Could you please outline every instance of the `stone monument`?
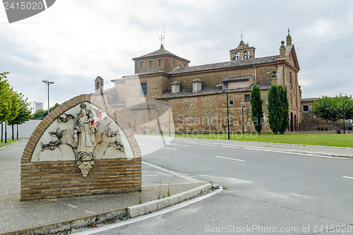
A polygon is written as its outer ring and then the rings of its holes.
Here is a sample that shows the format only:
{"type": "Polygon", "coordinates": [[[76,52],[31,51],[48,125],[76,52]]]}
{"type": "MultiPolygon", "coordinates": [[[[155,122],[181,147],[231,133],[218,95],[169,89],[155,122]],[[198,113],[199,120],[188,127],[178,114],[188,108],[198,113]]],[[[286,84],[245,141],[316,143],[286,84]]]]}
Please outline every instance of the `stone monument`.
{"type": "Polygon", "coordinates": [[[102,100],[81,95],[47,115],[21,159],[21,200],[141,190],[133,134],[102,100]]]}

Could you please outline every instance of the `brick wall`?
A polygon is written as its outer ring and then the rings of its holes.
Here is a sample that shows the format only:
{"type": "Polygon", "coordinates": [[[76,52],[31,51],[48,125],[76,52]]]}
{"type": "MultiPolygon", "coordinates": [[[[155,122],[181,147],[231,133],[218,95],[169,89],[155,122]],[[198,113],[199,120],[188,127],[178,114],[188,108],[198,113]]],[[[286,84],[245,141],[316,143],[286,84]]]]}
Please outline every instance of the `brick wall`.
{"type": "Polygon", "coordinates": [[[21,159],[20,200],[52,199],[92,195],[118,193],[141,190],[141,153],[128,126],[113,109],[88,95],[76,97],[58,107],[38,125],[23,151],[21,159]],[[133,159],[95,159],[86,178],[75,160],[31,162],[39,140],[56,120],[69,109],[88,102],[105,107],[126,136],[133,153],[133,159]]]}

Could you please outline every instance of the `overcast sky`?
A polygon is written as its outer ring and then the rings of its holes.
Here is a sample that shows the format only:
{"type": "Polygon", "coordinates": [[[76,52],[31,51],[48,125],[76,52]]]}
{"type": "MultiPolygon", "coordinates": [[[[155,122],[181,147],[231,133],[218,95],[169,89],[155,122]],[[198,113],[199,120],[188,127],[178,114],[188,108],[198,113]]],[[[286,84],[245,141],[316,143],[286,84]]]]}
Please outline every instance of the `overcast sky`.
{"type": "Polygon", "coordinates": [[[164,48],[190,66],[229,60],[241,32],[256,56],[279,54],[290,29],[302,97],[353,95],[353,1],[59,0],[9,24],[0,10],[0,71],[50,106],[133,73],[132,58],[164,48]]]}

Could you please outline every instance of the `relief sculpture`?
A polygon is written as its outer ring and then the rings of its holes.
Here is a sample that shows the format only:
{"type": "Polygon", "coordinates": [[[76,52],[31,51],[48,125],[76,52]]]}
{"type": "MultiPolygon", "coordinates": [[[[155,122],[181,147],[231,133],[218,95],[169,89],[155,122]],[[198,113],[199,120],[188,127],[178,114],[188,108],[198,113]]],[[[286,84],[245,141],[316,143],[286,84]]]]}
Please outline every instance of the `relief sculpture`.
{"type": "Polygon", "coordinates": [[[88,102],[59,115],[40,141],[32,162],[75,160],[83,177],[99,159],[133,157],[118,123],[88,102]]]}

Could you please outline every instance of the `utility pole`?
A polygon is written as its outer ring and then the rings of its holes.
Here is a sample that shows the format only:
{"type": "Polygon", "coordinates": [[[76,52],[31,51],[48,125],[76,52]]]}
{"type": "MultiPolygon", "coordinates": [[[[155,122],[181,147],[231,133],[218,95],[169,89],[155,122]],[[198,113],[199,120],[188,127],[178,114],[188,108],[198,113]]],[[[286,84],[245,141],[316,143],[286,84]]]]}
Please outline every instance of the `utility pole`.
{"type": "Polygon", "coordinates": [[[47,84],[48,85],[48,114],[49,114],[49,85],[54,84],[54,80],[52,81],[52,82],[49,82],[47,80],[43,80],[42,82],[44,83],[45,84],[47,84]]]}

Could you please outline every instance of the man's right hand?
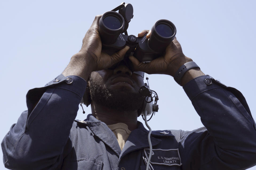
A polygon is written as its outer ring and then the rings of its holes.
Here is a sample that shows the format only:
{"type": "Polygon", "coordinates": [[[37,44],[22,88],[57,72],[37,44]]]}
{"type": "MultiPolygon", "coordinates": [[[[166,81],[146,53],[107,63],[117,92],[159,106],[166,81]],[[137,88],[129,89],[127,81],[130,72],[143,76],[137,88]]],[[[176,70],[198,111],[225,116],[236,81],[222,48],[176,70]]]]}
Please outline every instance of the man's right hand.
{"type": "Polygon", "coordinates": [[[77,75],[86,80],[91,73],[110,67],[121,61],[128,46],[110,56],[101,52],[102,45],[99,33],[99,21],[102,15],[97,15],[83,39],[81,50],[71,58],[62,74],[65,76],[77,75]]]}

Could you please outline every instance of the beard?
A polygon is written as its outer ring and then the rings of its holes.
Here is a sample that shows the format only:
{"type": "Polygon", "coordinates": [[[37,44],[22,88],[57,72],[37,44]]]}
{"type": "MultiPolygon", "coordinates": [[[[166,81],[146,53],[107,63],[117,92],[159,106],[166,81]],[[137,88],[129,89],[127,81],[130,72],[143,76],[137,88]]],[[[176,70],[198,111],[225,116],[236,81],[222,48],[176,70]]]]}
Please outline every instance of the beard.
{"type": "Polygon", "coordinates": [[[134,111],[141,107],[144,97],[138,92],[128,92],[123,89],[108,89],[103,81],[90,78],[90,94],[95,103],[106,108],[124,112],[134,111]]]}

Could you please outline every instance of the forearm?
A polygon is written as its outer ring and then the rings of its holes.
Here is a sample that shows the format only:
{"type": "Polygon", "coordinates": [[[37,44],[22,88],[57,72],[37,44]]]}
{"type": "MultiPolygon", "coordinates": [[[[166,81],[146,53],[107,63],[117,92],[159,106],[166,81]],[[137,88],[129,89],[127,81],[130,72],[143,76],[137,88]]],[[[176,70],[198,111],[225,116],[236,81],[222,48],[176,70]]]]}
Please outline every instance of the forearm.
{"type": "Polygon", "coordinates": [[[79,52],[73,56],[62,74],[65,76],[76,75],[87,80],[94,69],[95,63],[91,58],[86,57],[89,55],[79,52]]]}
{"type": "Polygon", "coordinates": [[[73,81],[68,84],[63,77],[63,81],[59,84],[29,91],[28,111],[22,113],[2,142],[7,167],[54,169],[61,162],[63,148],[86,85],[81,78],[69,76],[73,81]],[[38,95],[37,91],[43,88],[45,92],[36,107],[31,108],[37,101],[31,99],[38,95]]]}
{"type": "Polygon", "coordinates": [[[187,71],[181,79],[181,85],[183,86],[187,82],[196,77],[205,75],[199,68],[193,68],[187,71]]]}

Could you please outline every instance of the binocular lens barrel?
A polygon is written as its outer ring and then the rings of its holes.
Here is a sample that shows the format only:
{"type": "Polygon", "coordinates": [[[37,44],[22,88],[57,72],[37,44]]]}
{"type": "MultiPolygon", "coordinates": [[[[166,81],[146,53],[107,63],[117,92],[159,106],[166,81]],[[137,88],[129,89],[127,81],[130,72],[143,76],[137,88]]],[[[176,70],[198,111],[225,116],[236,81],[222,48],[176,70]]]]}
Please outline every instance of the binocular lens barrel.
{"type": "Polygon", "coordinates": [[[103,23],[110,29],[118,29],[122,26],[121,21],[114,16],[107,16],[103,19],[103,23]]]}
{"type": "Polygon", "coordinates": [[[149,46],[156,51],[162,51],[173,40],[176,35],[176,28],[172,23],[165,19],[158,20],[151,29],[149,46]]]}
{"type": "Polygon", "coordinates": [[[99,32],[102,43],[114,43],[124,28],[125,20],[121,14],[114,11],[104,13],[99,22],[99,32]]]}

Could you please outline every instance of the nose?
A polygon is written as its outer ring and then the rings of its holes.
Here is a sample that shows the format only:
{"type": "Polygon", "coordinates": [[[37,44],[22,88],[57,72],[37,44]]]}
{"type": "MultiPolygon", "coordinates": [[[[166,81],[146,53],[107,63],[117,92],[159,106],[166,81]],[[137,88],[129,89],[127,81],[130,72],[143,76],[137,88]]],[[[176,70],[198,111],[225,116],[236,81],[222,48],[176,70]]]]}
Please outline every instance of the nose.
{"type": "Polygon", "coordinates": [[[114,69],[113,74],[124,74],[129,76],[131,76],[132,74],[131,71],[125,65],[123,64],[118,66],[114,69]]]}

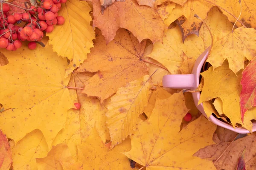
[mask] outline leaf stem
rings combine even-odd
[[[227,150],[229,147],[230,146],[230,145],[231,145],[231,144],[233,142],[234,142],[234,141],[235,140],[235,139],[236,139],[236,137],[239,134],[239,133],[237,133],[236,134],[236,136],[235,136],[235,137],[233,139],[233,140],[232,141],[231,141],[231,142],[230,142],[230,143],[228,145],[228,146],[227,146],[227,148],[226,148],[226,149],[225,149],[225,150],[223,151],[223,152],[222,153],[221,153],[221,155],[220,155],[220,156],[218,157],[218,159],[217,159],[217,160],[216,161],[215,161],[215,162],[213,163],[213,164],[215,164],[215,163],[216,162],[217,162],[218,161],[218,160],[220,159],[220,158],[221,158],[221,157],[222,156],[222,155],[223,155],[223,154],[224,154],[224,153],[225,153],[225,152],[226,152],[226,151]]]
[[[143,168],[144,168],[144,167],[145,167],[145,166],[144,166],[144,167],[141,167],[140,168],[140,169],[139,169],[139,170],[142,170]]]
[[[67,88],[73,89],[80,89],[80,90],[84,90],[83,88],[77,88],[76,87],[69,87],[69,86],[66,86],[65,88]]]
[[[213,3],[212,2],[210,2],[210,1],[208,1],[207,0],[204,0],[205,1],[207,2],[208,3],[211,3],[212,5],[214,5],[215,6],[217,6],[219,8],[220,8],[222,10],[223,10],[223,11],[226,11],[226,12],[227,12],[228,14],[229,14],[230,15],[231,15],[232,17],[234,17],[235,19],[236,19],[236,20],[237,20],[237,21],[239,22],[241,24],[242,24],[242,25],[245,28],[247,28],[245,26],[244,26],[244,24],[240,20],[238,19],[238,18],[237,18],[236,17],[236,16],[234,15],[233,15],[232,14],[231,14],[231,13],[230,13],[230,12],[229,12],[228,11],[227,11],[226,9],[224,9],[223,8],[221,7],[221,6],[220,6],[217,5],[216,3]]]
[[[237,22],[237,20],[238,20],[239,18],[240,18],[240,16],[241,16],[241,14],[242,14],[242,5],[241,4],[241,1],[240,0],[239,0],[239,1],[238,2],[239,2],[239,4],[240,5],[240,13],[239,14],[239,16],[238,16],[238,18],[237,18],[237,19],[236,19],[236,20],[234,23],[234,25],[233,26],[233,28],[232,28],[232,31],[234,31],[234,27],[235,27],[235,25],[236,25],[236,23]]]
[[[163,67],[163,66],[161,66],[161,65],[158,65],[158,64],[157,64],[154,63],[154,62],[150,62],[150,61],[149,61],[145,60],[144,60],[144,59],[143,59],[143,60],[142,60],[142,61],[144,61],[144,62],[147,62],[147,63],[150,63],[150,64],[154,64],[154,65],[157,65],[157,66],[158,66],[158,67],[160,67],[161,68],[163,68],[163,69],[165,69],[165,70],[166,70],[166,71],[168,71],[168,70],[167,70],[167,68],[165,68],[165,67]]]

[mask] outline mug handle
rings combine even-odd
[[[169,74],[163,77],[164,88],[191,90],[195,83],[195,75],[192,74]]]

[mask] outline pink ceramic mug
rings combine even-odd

--

Could you quote, exactly as they appear, the line containing "[mask] outline mug handle" and every line after it to the end of the records above?

= OUTPUT FOR THIS EXERCISE =
[mask] outline mug handle
rings combine even-odd
[[[169,74],[163,77],[164,88],[191,90],[195,83],[195,75],[192,74]]]

[mask] outline pink ceramic mug
rings combine even-odd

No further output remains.